■ Excerpt:
What are probiotics?
The word "probiotic" is a compound of two Greek words: "pro," to signify promotion of and "biotic," which means life.
Probiotics are bacteria that are either the same as or very similar to the bacteria that are already in your body. Probiotics line your digestive tract and support your body’s ability to absorb nutrients and fight infection. Your lower digestive tract alone has a complex and diverse community of these bacteria. There are actually more bacteria in your intestines than there are cells in your body. Unfortunately though, due to diets, lifestyle and environmental factors a lot of us are over run by the bad bacteria! This imbalance can lead to weight gain, skin conditions, constipation or diarrhea, and various chronic health conditions.
Did you know, there is 70-80% of your immune system int he tissue in your gut?! Which means, that if you have an unhealthy gut you are more than likely not going to be in the good health that you should be.
ALSO, did you know that 90% of the serotonin (our happy hormones) are located in your gut?! Which mean, happy gut, happy mind!
Your gut bacteria is also responsible for:
Enhanced immune system response
Balancing out the adverse effects of antibiotics, including occasional diarrhea
Combat antibiotic-resistant bacteria
Assists with kidney stones
Healthier looking skin and improved complexion
Enhanced ability to digest food/digestive function
Therapeutic effects for upper respiratory health
Promotes healthy yeast balance
Support for vaginal health
Increased nutrient absorption from food
Encourages normal digestive health, including promoting normal bowel movements.
Promotes oral health and acts as a remedy for bad bread (halitosis)
Increased ability to synthesize B vitamins
Heightened ability to absorb calcium
Supports vitamin K production
Prevents and fights cancer
Assists with liver disease
Increase bioavailability and production of minerals, neuro chemicals, and fatty acids.
They produce methylfolate, an activated form of folate required for the brain to complete methylation, a process that allows the brain to synthesize chemicals, detox, and express genes.
Improve glycemic control.
Stimulate bowel movements.
Limit small intestine bacterial overgrowth.
Reduce toxic burden.
Have analgesic properties.
Activate neural pathways between the gut and brain.
Prevents and treats urinary tract infections
Healing inflammatory bowel conditions such as: IBS, colitis & Crohn’s disease
Managing and preventing eczema in children
Fights food-borne illnesses
Improves acne and skin
Assist in weight loss
Fights bacterial that causes ulcers
Top Probiotic (Gut Bacteria) Killers:
Tap Water/ Poor Quality Water
Grains- especially gluten
Excessive motional stress
Certain chemicals and medications
How to Pick the Best Probiotic Supplements
A colony forming unit (CFU) is a measurement used to describe the number of available bacteria in a product. Look for a high CFU count of 25 to 50 billion. Sounds like a big number, but remember this is a small percentage compared to existing cultures already living in your body. High CFUs are critical to giving the bacteria the best chance of surviving the journey through the digestive tract. If the product has no CFU information, be cautious. There is no way to tell how many probiotics you are really getting without this value.
Your digestive system is a harsh environment that is designed to fight off foreign intruders. This presents an obstacle to the good bacteria you want in your gut. Good probiotic supplements will take this into consideration and provide specific strains that have an established record of surviving the digestive process. The best surviving strains are the Lactobacillus and Bifidobacterium strains we discussed earlier.

■ Provided information:
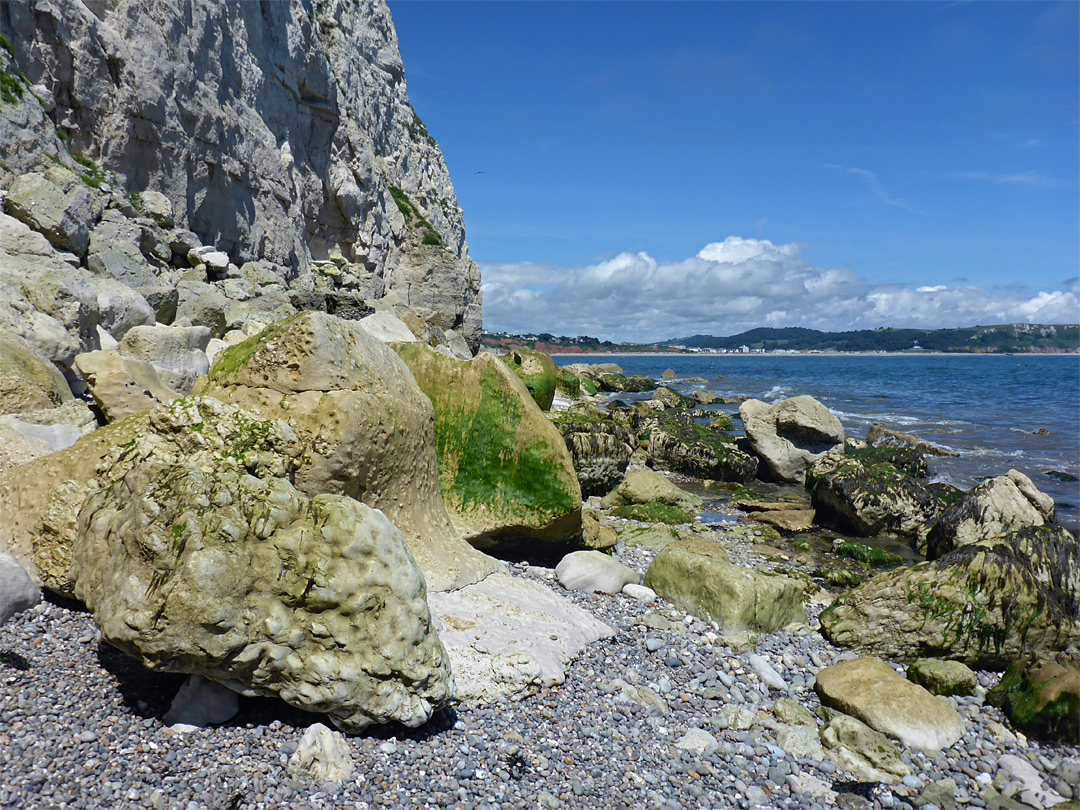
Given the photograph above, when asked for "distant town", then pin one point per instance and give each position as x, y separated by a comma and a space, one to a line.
993, 339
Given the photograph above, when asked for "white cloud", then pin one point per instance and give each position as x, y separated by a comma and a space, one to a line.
734, 285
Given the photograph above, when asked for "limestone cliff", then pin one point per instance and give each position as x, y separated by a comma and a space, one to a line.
279, 131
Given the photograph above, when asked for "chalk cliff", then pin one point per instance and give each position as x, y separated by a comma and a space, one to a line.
279, 132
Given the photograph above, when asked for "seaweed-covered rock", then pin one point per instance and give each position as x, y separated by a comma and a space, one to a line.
599, 446
698, 450
537, 370
696, 576
1040, 696
942, 677
645, 486
664, 399
995, 507
368, 428
881, 436
791, 434
503, 468
40, 500
251, 583
864, 499
983, 604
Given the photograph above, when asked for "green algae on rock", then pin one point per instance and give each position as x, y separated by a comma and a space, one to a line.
983, 604
537, 370
696, 576
1040, 696
503, 468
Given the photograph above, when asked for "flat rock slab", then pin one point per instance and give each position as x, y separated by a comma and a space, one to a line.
508, 636
871, 690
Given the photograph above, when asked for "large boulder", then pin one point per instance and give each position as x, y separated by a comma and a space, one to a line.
537, 370
40, 500
645, 486
1040, 696
509, 637
27, 381
864, 498
791, 434
177, 352
503, 468
1004, 503
369, 431
697, 450
122, 386
599, 446
983, 604
696, 576
871, 690
251, 583
56, 204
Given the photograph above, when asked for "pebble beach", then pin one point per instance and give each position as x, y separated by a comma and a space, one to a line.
661, 715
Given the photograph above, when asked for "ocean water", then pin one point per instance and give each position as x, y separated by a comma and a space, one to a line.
988, 408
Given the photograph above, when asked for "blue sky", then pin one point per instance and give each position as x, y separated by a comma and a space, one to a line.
639, 171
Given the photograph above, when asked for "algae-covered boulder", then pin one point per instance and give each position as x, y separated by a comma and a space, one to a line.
645, 486
871, 690
863, 498
599, 446
698, 450
503, 468
1040, 696
790, 434
251, 583
995, 507
942, 677
537, 370
368, 429
40, 501
983, 604
696, 576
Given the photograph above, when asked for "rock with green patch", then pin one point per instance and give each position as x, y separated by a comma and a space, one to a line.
867, 554
942, 677
251, 583
698, 450
369, 429
983, 604
56, 204
1040, 696
995, 507
653, 512
537, 370
599, 447
645, 486
790, 434
859, 498
39, 501
872, 691
655, 537
503, 468
868, 755
28, 381
665, 399
696, 576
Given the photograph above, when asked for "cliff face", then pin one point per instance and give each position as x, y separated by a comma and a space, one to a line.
279, 131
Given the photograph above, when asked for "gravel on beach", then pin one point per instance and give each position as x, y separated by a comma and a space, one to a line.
80, 727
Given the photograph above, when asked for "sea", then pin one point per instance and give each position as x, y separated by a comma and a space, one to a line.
998, 412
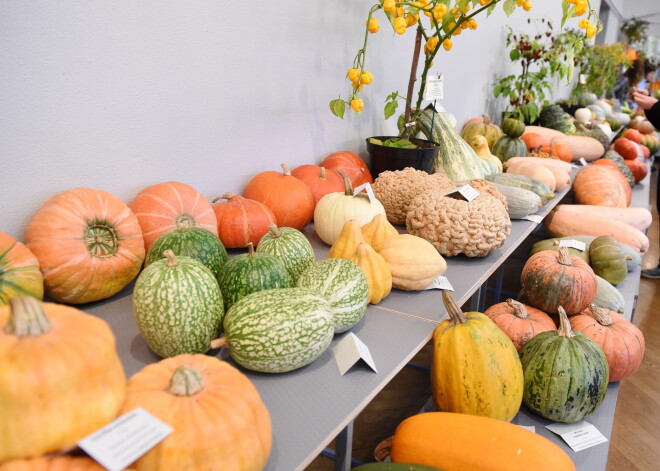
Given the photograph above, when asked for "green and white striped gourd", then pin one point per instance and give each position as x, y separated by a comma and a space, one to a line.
343, 284
249, 273
290, 246
178, 306
278, 330
194, 242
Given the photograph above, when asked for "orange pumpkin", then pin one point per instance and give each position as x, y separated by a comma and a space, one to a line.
88, 243
351, 164
241, 220
290, 200
319, 180
519, 322
60, 380
621, 341
172, 205
217, 415
19, 270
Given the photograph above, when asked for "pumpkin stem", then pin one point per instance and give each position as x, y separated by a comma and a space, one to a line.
564, 324
602, 317
518, 308
565, 257
455, 313
186, 381
348, 186
274, 230
26, 317
171, 258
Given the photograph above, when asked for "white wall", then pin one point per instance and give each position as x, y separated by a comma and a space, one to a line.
123, 94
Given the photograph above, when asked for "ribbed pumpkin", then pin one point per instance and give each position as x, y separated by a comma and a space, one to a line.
88, 243
566, 374
319, 180
290, 200
551, 279
217, 416
171, 205
60, 380
178, 306
461, 442
290, 246
621, 340
519, 322
241, 220
19, 271
475, 367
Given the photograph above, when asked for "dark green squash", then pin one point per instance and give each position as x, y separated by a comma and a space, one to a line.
566, 374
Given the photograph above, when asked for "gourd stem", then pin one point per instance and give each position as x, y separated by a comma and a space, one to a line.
27, 317
348, 186
564, 324
455, 314
171, 258
186, 381
274, 230
565, 257
602, 317
518, 308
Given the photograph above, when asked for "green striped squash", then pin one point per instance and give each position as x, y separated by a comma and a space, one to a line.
290, 246
566, 374
178, 306
249, 273
278, 330
343, 284
194, 242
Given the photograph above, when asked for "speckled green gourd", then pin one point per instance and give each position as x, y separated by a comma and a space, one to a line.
566, 374
178, 306
194, 242
290, 246
343, 284
278, 330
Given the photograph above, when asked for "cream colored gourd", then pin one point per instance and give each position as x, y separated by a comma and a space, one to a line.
376, 270
378, 231
334, 209
413, 261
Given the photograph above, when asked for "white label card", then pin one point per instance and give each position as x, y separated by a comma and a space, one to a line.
435, 88
573, 244
579, 436
368, 189
125, 439
349, 351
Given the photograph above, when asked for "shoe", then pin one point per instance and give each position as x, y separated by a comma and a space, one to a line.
652, 273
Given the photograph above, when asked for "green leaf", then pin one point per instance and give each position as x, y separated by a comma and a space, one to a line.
338, 107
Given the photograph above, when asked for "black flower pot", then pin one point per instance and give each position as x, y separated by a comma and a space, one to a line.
383, 158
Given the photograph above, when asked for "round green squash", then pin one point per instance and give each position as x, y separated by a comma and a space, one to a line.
290, 246
278, 330
194, 242
566, 374
343, 284
178, 306
249, 273
608, 260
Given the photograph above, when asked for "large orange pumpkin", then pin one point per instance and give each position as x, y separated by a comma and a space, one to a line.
241, 220
60, 379
351, 164
217, 415
19, 270
172, 205
620, 339
88, 243
290, 200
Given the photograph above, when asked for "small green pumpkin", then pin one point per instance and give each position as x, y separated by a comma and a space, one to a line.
566, 374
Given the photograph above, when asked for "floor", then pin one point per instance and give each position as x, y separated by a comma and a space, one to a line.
635, 441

■ Explore the material:
1. Decide whether each statement agrees with the probiotics article: (a) it recommends a CFU count of 25 to 50 billion; (b) it says the Greek word "biotic" means promotion; (c) it names tap water as a probiotic killer.
2. Transcribe the probiotics article word for word, everything from "Increased ability to" down to "intestine bacterial overgrowth.".
The listing has no connection to the probiotics article.

■ Solutions to the problems:
1.
(a) Yes: "Look for a high CFU count of 25 to 50 billion."
(b) No: "\"biotic,\" which means life."
(c) Yes: "Tap Water/ Poor Quality Water"

2.
Increased ability to synthesize B vitamins
Heightened ability to absorb calcium
Supports vitamin K production
Prevents and fights cancer
Assists with liver disease
Increase bioavailability and production of minerals, neuro chemicals, and fatty acids.
They produce methylfolate, an activated form of folate required for the brain to complete methylation, a process that allows the brain to synthesize chemicals, detox, and express genes.
Improve glycemic control.
Stimulate bowel movements.
Limit small intestine bacterial overgrowth.